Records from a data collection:
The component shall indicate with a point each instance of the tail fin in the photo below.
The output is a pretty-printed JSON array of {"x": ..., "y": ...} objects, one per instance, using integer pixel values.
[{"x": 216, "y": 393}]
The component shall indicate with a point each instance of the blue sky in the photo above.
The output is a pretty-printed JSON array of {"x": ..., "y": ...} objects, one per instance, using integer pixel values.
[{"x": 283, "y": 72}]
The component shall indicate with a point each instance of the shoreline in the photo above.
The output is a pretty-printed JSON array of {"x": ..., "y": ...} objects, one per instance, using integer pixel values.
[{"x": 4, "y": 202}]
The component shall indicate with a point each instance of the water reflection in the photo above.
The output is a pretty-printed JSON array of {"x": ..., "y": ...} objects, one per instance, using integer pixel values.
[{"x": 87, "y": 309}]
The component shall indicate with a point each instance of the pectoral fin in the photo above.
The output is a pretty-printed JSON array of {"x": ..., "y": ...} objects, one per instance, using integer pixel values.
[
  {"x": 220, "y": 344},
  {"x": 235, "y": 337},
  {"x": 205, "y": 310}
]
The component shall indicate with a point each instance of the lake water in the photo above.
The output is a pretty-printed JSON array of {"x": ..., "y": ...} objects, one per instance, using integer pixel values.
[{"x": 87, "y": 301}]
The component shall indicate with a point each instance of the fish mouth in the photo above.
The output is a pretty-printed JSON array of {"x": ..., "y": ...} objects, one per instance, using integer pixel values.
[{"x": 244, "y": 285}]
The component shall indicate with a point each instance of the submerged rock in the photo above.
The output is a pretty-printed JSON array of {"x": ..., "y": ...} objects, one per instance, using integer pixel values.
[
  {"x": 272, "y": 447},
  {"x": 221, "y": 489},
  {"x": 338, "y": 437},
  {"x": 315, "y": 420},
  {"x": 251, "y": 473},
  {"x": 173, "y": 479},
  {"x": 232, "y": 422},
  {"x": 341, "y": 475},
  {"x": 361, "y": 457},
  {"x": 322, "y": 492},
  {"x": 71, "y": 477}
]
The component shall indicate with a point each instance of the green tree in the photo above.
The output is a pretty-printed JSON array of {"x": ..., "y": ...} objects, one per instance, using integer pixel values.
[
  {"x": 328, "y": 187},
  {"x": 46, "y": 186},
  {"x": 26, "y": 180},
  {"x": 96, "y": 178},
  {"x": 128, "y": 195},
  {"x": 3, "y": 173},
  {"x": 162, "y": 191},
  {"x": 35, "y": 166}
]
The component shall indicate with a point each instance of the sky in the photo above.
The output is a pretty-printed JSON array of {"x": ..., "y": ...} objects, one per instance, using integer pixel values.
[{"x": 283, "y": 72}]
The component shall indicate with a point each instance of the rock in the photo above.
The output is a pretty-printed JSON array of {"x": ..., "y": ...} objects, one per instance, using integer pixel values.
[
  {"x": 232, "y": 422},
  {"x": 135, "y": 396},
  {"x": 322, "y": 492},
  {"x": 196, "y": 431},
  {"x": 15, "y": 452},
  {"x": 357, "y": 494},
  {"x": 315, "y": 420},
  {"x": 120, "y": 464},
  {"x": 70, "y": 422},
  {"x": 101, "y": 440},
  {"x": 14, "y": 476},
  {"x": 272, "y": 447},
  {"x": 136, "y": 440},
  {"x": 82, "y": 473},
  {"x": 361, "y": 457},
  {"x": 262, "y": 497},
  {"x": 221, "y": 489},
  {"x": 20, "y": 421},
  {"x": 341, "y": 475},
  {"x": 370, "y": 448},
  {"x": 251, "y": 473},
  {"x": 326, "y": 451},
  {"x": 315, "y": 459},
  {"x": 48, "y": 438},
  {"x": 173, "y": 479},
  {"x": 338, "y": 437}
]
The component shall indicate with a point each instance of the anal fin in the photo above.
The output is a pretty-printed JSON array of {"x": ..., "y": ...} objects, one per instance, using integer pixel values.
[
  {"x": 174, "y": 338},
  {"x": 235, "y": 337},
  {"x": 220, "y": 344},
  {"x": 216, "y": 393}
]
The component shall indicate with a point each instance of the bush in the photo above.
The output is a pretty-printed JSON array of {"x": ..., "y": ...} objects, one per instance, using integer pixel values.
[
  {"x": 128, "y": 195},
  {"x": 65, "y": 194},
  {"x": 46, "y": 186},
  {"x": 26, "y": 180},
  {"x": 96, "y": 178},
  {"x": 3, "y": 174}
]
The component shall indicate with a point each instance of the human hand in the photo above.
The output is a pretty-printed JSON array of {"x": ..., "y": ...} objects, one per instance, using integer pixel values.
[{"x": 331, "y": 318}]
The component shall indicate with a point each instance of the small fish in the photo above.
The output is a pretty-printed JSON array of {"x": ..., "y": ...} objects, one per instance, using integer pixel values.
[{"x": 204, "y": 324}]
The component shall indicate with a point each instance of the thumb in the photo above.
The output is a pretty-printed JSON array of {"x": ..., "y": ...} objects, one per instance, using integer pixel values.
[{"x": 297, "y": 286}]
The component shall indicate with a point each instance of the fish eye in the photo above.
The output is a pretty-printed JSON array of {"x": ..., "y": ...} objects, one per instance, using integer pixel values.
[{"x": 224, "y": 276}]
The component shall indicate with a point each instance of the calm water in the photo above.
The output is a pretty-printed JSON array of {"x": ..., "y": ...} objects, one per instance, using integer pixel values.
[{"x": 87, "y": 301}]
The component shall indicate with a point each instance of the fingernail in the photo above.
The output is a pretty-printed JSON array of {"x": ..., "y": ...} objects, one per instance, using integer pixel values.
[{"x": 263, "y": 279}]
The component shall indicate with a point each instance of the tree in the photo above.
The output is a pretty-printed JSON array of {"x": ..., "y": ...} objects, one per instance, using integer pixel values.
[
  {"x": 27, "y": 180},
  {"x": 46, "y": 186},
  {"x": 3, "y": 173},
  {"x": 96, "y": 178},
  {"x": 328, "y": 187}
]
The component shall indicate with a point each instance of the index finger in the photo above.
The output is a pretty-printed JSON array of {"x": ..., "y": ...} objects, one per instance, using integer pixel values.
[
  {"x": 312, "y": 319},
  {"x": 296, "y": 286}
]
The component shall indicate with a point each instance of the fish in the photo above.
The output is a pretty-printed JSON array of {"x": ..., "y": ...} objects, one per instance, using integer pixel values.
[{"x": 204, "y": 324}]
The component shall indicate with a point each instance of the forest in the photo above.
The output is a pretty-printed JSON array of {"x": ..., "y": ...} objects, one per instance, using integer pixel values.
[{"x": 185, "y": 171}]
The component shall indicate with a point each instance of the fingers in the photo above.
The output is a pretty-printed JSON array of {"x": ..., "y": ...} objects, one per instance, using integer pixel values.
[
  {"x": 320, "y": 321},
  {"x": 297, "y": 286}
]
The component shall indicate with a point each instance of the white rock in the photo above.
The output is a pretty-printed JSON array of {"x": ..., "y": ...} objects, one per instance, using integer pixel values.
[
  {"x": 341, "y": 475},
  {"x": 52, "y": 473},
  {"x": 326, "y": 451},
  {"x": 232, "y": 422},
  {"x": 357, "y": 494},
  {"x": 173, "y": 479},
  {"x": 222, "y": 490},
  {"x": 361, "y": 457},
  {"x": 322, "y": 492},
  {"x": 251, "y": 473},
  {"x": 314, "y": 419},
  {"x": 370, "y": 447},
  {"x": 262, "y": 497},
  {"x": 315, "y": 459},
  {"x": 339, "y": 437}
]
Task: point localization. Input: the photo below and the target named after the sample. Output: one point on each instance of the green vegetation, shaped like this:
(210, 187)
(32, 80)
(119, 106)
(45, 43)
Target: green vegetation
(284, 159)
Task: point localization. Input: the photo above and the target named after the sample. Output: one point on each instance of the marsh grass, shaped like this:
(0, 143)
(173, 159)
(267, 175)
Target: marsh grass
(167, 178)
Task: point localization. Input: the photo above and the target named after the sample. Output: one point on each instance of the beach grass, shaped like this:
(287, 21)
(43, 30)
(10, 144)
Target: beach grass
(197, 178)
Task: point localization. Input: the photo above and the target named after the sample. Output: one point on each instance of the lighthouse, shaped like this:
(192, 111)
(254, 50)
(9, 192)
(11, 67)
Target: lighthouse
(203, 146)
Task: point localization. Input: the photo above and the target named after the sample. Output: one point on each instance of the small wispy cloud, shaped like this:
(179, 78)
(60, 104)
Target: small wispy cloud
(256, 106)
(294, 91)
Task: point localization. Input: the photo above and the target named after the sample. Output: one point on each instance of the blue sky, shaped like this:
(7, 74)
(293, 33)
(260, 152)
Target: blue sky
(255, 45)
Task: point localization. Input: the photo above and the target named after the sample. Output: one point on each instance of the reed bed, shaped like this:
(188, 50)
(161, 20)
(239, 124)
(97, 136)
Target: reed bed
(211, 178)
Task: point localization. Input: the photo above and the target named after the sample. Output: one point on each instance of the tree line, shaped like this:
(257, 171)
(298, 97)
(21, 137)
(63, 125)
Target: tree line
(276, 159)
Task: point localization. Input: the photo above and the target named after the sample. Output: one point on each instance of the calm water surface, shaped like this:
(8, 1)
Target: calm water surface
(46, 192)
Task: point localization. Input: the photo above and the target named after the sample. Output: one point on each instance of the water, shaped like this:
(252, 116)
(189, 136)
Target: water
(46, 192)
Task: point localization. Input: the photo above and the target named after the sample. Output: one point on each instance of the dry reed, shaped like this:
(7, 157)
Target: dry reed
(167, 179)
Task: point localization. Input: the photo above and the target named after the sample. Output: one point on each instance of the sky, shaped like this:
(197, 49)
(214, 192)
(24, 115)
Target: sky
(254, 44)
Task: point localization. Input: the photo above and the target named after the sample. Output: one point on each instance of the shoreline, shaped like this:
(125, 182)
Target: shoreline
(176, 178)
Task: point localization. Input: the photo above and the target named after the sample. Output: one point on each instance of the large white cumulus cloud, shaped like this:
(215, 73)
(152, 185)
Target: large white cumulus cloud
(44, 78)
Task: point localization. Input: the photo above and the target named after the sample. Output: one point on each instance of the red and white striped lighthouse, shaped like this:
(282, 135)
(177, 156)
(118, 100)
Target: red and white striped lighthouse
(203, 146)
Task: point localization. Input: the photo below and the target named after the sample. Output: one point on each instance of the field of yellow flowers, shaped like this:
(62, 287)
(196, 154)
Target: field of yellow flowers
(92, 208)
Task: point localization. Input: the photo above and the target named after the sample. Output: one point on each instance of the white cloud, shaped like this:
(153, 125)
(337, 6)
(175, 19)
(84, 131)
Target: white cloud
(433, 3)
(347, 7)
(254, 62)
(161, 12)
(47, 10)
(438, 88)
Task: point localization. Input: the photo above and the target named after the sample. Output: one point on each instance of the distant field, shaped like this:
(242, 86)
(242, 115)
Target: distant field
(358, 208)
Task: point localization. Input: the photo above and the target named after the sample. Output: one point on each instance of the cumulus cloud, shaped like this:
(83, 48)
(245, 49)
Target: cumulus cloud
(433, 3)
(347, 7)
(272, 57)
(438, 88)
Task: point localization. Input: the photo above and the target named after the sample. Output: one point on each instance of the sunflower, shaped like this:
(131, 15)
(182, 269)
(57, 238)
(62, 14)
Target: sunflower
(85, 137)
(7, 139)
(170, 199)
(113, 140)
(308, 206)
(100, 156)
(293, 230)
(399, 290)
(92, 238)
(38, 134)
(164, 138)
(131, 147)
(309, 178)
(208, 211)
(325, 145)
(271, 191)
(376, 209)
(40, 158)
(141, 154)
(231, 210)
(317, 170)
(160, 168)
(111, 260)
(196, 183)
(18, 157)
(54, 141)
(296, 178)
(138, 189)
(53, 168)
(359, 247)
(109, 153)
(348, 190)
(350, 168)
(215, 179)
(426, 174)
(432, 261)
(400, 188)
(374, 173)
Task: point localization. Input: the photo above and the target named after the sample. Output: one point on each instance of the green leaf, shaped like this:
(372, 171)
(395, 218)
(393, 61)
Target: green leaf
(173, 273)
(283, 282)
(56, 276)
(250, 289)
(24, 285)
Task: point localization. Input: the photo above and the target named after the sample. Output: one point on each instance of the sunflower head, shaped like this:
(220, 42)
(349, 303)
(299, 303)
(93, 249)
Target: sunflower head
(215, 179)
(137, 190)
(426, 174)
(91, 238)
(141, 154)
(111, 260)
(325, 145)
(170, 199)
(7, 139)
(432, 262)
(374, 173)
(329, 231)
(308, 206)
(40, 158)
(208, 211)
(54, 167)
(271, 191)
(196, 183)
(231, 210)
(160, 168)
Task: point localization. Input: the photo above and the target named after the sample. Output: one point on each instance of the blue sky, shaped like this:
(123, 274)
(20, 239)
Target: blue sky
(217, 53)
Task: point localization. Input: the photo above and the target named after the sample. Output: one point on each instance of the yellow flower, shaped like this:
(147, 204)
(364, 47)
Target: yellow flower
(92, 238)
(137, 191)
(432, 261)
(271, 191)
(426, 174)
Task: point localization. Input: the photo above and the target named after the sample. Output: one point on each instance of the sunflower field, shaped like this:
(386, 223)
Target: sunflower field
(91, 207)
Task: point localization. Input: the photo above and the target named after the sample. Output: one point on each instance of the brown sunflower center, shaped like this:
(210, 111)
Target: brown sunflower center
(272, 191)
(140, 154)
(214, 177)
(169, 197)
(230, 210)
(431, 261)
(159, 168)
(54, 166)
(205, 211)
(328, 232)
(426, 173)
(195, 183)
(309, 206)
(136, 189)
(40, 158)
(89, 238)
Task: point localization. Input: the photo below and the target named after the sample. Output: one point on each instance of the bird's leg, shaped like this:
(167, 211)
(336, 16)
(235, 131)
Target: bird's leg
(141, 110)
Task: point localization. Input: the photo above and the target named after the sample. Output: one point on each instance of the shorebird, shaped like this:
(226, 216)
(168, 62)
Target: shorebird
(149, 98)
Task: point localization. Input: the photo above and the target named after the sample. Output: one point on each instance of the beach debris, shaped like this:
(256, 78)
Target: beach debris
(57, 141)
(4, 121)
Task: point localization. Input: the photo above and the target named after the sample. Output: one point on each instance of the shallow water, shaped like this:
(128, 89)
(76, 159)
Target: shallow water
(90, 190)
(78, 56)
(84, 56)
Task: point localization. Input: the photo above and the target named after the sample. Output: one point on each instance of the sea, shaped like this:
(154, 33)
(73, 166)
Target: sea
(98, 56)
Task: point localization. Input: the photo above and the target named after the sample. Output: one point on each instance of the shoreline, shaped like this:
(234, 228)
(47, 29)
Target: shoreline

Exercise instructions: Starting from the line with "of the bird's" and ending with the final line of the data, quote every line exactly, both ends included.

Answer:
Task: point localization. Input: the photo below and the target named after the sample. Output: one point on each instance of the bird's leg, shaped like this:
(167, 211)
(336, 16)
(235, 131)
Target: bird's leg
(141, 110)
Task: point localization. Input: the photo above and the target named after the sample. Output: one point on each instance of the shorebird, shaped like this:
(226, 216)
(168, 62)
Target: shorebird
(149, 98)
Task: point localization. Input: the photo above and the target named after the sample. Output: one point on each instance of the beach debris, shaped like this:
(256, 78)
Target: beach debris
(57, 141)
(4, 121)
Task: point localization. Input: the photo above and the target named after the sample. Output: one point on each instance of the shallow water, shaped like this:
(128, 89)
(76, 159)
Target: shallow water
(90, 190)
(78, 56)
(84, 56)
Task: point localization. Input: the photo above and the target named after the sample. Output: one point on each instance of the sea, shaped like this:
(154, 33)
(73, 166)
Target: sea
(98, 56)
Task: point localization. Input: the photo above and the target named after the sample. Output: one point on each instance of the shoreline, shaped like this:
(234, 228)
(47, 29)
Target: shoreline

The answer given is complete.